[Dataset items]
______

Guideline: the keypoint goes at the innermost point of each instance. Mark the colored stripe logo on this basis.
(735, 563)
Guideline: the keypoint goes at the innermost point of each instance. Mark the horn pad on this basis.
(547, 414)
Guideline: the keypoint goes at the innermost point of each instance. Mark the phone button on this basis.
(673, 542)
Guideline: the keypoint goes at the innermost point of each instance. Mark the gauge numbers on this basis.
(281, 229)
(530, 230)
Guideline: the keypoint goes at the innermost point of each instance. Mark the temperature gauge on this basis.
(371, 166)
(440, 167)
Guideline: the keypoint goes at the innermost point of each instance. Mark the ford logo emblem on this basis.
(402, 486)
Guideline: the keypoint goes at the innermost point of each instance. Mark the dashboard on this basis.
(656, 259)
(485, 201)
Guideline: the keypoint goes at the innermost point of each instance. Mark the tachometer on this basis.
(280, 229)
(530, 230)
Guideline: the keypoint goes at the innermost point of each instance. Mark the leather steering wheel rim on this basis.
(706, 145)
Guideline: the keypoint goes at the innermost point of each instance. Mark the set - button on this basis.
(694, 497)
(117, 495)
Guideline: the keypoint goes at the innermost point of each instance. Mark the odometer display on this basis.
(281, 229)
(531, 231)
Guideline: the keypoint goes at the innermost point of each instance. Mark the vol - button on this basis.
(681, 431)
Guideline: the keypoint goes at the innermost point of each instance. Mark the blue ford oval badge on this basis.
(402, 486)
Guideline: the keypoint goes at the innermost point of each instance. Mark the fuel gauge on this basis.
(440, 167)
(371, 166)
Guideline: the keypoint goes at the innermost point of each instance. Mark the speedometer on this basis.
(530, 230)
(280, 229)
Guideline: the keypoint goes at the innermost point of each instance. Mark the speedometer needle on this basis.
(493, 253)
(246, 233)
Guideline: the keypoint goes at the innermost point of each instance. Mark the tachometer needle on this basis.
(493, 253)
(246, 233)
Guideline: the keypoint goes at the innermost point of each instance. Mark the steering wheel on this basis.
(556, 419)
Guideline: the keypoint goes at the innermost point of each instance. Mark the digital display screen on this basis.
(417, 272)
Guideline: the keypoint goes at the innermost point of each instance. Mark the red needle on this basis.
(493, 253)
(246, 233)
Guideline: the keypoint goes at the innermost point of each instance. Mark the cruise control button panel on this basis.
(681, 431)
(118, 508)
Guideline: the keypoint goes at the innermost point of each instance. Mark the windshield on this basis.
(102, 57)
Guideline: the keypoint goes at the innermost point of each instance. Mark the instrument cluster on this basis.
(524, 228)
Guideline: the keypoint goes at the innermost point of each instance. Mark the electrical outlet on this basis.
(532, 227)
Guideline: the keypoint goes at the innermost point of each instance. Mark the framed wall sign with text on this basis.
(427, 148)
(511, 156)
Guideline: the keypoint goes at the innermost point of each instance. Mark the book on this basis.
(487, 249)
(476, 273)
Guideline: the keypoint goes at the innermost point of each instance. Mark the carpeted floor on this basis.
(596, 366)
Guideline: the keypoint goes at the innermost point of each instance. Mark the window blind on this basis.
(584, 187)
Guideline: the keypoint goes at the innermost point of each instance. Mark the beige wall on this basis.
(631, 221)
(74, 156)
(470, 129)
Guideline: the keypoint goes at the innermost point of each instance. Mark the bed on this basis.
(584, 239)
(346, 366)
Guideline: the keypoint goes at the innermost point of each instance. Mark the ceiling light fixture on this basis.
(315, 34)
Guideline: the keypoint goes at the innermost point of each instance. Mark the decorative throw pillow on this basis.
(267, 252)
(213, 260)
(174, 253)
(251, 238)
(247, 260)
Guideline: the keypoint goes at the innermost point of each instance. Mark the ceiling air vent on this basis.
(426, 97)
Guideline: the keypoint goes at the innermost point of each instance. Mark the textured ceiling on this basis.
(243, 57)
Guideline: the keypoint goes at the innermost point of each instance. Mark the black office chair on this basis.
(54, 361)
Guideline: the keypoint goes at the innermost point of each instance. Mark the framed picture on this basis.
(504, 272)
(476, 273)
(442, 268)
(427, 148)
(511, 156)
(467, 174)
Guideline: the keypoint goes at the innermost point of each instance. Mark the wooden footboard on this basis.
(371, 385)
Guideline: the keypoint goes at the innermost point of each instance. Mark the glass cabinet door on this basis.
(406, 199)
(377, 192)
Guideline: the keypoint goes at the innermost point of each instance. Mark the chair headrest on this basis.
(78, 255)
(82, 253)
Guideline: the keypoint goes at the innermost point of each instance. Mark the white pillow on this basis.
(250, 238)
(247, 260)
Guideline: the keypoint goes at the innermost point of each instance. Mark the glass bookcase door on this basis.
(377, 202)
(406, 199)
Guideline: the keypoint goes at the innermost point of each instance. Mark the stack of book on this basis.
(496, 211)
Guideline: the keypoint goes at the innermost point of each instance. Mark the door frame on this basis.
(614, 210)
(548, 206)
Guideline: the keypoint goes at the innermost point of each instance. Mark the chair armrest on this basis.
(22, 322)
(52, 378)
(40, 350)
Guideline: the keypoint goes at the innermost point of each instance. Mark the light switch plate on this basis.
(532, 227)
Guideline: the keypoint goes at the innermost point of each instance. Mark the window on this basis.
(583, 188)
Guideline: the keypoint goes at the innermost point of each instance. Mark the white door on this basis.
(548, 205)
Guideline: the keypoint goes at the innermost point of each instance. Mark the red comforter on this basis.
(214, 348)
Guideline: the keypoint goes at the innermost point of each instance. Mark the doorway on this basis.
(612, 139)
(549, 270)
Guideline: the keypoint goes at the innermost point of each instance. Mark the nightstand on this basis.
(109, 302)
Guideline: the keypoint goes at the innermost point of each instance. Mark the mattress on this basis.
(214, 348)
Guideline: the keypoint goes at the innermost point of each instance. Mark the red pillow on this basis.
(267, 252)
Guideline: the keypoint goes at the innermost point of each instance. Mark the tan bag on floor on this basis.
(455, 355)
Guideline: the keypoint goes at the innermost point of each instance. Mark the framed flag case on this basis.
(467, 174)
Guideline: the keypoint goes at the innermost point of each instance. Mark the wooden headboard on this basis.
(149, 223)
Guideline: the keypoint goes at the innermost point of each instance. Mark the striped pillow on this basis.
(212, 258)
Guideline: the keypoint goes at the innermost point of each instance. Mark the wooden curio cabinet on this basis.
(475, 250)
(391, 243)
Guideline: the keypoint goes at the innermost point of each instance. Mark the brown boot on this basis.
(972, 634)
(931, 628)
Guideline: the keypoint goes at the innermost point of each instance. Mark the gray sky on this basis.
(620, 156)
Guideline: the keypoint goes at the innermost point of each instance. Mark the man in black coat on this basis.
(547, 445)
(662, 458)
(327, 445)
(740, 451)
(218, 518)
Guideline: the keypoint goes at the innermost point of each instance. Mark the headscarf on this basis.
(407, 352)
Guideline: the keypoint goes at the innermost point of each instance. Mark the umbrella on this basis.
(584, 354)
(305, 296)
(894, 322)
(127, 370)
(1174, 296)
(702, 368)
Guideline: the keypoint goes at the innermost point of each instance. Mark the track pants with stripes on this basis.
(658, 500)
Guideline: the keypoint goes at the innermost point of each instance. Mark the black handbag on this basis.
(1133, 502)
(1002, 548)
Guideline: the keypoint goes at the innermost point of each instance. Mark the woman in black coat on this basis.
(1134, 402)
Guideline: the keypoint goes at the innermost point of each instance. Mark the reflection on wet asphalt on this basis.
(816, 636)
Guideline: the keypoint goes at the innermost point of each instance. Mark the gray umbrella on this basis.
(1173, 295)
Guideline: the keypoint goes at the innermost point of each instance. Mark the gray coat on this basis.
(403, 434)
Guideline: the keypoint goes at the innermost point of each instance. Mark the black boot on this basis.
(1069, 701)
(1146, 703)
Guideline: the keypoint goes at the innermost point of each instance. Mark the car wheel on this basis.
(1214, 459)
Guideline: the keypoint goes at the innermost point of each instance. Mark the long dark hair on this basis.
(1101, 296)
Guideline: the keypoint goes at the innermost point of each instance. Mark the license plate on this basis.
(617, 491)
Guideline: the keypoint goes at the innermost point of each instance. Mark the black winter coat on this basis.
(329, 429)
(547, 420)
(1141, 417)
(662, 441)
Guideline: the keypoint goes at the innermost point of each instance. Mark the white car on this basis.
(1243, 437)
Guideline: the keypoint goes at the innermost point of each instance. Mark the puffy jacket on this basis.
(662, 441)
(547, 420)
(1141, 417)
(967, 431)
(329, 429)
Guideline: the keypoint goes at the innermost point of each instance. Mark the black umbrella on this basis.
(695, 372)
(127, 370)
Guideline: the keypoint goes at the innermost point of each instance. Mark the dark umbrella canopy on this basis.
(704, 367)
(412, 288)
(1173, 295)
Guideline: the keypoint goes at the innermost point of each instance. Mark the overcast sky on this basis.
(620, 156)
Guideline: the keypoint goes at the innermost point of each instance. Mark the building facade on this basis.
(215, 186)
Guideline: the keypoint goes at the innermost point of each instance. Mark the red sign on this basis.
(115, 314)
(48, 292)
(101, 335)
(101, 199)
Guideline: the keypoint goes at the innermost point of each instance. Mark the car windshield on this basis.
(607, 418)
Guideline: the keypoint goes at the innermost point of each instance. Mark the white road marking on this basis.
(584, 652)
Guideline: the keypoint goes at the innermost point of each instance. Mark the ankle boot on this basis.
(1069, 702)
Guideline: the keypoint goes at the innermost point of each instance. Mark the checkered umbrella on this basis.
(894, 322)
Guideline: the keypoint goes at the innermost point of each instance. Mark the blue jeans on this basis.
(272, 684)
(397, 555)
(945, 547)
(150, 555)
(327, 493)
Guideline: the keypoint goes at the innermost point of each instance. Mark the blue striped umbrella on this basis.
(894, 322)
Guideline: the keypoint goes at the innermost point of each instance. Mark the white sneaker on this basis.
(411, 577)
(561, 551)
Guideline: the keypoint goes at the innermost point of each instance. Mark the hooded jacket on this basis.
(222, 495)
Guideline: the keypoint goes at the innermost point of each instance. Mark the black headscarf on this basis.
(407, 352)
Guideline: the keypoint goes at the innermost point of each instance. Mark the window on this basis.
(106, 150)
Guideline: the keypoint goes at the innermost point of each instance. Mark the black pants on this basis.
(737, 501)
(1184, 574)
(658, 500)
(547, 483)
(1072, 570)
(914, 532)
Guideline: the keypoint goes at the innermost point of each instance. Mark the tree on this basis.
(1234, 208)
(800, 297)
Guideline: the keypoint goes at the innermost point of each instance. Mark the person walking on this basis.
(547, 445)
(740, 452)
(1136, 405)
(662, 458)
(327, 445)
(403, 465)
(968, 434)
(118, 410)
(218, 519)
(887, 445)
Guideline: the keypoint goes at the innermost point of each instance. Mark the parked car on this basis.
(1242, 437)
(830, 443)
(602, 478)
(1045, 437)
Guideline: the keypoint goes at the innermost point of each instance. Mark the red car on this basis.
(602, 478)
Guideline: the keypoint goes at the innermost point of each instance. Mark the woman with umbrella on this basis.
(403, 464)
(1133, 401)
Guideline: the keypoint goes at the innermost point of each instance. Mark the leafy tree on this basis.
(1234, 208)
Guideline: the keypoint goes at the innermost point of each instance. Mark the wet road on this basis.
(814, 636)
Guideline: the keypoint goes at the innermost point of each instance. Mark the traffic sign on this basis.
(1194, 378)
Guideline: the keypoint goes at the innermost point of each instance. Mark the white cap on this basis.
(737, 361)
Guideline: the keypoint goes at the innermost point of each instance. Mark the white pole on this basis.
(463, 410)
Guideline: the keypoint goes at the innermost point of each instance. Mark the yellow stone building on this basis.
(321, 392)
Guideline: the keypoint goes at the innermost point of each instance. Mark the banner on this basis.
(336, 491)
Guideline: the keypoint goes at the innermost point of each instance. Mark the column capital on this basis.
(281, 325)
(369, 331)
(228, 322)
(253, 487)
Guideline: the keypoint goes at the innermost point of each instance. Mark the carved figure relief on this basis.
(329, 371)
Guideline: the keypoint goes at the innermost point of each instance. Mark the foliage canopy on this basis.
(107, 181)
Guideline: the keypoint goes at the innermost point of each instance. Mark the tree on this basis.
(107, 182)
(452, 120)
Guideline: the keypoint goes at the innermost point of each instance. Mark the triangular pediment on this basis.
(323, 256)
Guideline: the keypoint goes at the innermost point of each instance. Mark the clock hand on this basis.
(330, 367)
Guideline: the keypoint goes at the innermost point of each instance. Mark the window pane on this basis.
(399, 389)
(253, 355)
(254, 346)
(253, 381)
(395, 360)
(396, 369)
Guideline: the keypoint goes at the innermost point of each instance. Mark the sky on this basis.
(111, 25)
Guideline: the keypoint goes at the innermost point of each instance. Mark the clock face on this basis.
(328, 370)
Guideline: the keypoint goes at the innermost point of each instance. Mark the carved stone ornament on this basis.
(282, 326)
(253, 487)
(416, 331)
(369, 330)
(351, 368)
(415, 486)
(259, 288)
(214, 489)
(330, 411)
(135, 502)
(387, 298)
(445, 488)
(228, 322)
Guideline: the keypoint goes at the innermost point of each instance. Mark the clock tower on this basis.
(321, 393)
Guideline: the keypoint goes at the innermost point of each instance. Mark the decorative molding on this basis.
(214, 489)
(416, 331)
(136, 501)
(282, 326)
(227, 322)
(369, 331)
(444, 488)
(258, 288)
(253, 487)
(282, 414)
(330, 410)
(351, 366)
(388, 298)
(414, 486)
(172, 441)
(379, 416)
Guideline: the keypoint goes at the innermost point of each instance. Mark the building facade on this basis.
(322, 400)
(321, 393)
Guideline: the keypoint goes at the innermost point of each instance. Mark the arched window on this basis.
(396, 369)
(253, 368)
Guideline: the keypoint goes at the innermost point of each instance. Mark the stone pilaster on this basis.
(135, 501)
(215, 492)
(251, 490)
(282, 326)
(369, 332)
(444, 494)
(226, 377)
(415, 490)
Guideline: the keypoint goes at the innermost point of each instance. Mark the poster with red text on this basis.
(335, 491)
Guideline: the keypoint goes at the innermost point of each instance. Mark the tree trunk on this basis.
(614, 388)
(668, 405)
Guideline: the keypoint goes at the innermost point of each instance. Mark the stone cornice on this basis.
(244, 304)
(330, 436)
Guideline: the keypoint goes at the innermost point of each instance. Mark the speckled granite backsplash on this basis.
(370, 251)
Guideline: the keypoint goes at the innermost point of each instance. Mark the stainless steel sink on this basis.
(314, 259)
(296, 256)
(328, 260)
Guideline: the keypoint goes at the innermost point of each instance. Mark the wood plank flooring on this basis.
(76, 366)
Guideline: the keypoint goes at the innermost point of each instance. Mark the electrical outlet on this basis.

______

→ **Assignment**: Return exactly the lines from the one containing "flooring on this basis." through the last line of the records above, both included, and nothing else.

→ **Exercise result**:
Guideline: the keypoint goes at the innermost point of each instance. Mark the wood plank flooring on this basis.
(76, 366)
Guideline: the keypoint goes at the innermost point of each instance. Mark the electrical outlet on this basis.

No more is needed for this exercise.